▶ RECORDS SUPPLIED:
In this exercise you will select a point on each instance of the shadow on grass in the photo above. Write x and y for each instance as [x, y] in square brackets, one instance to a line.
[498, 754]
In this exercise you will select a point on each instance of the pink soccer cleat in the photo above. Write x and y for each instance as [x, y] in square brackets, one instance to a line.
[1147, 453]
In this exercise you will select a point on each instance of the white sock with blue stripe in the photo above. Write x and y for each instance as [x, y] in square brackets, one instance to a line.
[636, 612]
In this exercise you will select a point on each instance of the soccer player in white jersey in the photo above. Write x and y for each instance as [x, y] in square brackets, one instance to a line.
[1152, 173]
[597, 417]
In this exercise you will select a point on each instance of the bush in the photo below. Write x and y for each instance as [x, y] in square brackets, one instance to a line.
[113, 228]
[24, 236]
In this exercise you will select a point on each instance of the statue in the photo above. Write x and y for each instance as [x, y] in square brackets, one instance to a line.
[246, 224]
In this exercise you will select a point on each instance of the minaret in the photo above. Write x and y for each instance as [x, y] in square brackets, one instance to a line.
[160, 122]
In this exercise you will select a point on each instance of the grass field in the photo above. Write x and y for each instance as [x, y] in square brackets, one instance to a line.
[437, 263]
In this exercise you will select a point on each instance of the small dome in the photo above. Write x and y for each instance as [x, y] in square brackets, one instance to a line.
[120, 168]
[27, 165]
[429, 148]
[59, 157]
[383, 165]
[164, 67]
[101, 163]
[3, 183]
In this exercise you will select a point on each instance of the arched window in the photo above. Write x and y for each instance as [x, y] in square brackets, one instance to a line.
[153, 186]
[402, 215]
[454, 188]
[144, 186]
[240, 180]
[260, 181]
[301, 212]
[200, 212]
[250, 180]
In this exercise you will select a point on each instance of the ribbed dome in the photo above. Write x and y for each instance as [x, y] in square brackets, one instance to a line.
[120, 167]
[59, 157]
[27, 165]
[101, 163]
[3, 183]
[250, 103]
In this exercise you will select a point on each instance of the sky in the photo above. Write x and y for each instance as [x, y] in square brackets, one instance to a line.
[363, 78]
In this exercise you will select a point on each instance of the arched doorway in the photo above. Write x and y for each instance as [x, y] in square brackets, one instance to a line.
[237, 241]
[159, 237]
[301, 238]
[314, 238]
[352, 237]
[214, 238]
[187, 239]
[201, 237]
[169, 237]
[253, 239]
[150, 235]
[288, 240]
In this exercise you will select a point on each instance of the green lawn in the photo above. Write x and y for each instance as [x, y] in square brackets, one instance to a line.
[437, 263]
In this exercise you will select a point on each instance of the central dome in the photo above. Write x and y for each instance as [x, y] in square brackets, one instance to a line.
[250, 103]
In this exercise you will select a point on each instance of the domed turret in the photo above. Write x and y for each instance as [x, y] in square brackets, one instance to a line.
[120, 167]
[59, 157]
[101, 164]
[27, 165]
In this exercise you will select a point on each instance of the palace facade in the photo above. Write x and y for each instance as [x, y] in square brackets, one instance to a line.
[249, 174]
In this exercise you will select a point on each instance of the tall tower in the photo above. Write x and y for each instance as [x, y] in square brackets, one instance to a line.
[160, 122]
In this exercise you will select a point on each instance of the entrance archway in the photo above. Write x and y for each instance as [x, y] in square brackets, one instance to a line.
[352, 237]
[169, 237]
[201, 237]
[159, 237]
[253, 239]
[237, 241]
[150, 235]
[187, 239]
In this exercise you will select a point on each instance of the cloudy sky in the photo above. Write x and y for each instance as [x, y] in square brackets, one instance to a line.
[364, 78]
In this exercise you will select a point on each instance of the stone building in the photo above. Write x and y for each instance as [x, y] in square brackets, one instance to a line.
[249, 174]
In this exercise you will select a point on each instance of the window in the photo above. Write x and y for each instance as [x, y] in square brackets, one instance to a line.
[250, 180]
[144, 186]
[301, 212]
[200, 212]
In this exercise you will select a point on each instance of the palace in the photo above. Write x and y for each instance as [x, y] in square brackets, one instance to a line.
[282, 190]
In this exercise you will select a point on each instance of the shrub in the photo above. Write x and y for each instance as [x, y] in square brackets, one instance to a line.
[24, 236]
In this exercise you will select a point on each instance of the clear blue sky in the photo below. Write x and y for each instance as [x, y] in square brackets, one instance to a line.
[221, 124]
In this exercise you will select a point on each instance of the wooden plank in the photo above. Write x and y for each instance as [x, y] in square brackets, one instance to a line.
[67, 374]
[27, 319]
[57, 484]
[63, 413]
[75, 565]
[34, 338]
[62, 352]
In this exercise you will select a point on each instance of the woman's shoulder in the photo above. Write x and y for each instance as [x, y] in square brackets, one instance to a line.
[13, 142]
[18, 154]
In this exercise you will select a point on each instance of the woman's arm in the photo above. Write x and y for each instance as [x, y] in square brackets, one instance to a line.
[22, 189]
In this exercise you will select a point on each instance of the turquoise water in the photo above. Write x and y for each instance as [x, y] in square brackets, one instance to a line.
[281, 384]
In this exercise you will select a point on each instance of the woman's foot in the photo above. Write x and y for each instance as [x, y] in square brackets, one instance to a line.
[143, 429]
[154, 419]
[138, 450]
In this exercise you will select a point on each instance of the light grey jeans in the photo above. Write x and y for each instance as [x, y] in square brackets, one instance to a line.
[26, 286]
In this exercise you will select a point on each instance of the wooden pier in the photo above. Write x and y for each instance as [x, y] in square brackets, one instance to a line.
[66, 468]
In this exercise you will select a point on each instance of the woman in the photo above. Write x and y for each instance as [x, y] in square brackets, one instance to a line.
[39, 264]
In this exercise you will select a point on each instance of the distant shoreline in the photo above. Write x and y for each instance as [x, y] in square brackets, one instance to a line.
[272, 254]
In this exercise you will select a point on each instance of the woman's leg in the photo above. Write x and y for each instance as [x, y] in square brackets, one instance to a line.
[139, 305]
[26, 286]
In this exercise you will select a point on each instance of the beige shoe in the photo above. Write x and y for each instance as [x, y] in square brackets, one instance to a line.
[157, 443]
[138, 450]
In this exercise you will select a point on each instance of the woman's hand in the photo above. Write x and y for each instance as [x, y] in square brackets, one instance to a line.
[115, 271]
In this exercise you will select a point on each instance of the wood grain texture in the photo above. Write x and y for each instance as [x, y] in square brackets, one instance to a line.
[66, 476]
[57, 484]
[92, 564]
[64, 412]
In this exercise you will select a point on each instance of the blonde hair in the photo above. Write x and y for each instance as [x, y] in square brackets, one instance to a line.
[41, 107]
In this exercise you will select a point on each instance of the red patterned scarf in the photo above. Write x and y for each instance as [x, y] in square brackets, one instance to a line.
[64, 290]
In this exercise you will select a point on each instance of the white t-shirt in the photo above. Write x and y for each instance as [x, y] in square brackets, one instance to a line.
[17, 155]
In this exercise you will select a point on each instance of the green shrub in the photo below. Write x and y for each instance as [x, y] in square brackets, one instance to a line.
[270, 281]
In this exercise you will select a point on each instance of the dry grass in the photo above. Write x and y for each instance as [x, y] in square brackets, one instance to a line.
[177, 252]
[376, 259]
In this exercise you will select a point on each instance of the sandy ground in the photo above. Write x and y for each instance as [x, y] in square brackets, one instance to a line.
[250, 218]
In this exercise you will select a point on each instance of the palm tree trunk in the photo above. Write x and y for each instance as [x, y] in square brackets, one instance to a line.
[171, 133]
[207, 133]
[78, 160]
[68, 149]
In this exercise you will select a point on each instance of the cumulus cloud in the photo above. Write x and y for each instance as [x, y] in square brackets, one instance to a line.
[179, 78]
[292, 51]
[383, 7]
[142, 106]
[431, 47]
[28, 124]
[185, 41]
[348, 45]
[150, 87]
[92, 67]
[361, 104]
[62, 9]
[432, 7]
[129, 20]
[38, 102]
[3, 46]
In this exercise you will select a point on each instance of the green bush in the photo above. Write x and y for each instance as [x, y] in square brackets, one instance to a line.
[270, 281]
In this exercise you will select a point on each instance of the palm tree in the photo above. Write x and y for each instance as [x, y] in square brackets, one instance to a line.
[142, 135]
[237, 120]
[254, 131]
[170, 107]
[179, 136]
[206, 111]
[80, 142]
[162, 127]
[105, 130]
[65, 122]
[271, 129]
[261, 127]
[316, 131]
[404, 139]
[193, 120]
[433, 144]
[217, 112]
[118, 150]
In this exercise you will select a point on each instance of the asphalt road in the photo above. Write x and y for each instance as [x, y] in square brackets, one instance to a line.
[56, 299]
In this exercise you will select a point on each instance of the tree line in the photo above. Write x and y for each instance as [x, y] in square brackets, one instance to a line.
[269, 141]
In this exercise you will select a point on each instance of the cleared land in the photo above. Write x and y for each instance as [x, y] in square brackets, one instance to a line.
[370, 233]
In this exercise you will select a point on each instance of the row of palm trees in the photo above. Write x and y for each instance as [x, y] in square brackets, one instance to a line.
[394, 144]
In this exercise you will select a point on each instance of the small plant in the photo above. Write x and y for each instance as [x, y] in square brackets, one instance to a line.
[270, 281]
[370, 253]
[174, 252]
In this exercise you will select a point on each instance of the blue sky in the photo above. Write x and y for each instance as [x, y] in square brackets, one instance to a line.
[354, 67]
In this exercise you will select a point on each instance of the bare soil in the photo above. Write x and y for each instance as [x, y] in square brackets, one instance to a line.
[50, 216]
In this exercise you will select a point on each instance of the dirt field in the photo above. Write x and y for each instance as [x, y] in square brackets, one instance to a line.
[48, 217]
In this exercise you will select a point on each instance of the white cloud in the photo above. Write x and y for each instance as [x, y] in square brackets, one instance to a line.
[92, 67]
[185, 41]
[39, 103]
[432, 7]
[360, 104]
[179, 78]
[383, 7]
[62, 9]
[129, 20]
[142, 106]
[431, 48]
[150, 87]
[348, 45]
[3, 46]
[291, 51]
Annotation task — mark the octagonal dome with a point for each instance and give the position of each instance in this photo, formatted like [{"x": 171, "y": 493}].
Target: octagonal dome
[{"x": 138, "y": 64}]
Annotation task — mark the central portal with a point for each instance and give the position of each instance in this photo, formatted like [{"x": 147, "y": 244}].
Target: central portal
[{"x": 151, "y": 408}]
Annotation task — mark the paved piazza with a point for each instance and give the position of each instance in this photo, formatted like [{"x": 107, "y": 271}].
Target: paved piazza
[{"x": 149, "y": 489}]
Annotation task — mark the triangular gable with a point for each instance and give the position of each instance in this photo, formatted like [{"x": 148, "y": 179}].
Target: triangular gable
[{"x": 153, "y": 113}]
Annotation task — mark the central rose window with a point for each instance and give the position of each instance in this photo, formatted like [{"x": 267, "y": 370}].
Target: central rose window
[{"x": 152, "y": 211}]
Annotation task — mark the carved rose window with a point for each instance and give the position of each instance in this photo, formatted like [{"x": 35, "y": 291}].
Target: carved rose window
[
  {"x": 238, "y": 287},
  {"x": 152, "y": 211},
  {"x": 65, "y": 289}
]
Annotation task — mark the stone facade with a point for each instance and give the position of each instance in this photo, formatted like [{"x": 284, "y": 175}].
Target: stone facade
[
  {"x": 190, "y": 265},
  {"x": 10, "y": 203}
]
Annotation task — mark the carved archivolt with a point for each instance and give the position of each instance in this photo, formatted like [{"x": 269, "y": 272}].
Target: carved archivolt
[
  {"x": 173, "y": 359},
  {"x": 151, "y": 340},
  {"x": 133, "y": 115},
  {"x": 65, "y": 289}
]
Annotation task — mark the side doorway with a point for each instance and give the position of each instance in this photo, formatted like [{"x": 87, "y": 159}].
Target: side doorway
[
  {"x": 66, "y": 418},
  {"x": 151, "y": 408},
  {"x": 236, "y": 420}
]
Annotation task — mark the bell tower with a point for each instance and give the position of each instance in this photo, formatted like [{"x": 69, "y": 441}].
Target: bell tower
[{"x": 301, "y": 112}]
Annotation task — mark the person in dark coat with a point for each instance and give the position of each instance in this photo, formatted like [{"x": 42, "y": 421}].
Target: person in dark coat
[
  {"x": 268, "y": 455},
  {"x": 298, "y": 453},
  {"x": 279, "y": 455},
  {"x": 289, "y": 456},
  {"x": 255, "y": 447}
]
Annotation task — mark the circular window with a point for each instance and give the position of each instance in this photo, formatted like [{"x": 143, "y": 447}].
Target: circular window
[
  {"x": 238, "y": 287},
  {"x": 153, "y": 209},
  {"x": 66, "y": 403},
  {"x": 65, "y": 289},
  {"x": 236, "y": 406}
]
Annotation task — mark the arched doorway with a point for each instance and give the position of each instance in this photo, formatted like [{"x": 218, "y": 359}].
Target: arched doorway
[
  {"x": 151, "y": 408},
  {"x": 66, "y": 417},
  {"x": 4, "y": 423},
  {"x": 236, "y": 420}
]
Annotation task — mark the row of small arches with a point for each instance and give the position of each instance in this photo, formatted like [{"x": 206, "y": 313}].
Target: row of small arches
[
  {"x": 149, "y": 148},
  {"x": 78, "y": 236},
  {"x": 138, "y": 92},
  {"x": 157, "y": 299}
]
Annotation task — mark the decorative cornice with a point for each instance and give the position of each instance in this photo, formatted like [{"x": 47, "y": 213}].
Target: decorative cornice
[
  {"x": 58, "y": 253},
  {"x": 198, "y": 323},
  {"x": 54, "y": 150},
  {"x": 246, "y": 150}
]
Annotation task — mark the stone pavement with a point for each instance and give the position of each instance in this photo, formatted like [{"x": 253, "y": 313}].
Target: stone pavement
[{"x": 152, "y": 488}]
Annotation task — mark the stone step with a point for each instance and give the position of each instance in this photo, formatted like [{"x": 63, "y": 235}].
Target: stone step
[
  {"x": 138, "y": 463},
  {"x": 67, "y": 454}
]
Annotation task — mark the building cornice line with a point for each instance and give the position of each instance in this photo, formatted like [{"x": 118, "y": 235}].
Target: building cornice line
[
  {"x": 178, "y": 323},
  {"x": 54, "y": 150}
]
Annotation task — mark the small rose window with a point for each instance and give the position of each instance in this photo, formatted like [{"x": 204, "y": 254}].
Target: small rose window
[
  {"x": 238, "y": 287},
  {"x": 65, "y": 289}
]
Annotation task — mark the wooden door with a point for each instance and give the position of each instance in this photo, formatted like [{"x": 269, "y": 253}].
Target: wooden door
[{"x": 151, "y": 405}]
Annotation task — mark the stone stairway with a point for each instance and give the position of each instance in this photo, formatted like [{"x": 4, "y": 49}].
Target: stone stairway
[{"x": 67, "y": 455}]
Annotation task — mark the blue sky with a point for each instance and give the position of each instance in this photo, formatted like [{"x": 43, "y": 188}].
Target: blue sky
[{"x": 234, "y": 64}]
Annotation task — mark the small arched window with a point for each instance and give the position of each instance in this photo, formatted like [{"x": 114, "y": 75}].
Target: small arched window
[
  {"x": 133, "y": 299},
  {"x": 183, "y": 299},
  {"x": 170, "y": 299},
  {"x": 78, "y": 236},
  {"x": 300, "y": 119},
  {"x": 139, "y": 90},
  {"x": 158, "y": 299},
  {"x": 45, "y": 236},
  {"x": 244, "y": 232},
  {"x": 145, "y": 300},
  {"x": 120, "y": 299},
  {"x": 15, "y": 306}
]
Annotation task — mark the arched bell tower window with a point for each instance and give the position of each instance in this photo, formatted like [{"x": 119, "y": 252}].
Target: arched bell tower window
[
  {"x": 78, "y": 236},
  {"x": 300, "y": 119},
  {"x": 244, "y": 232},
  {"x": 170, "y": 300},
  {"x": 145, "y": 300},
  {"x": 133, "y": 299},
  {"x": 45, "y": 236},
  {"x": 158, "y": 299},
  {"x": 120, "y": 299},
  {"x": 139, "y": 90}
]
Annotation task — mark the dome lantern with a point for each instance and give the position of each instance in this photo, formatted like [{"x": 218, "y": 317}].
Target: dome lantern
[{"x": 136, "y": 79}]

▶ WHAT TO WORK ON: Only the lines above from the one with "Annotation task — mark the triangular" through the one with "Annotation task — mark the person" should be duplicated, character for character.

▶ OUTPUT OF THE TASK:
Annotation task — mark the triangular gable with a point for each instance and give the position of each instance in this photo, formatted like [{"x": 148, "y": 179}].
Target: triangular gable
[{"x": 153, "y": 113}]
Annotation task — mark the central rose window with a point for each instance and give the position of each instance in this photo, formatted like [{"x": 267, "y": 370}].
Target: central rose window
[{"x": 152, "y": 211}]
Annotation task — mark the carved rose window with a point for each instance and give the position of each instance in this photo, formatted like [{"x": 35, "y": 291}].
Target: carved rose window
[
  {"x": 238, "y": 287},
  {"x": 152, "y": 211},
  {"x": 65, "y": 289}
]
Annotation task — mark the stone facade with a point for each instance and give the position of each instance in this photo, formatted like [{"x": 284, "y": 175}].
Target: stone facade
[
  {"x": 190, "y": 265},
  {"x": 10, "y": 203}
]
Annotation task — mark the carved archivolt with a point for each instance and give the position of each instance in this photo, formatted like [{"x": 269, "y": 272}].
Target: carved archivolt
[
  {"x": 173, "y": 359},
  {"x": 151, "y": 340},
  {"x": 133, "y": 115},
  {"x": 65, "y": 289}
]
Annotation task — mark the side doorway with a point for each instance and give the position of each instance in this photo, formatted like [{"x": 87, "y": 159}].
Target: side doorway
[
  {"x": 66, "y": 418},
  {"x": 151, "y": 408},
  {"x": 236, "y": 420}
]
Annotation task — mark the bell tower with a point for each instance and give the position of each instance in this photo, formatted like [{"x": 69, "y": 441}].
Target: bell tower
[{"x": 301, "y": 112}]
Annotation task — mark the person in dark coat with a point for each instance and give the position of each instance in this photo, formatted like [{"x": 42, "y": 421}].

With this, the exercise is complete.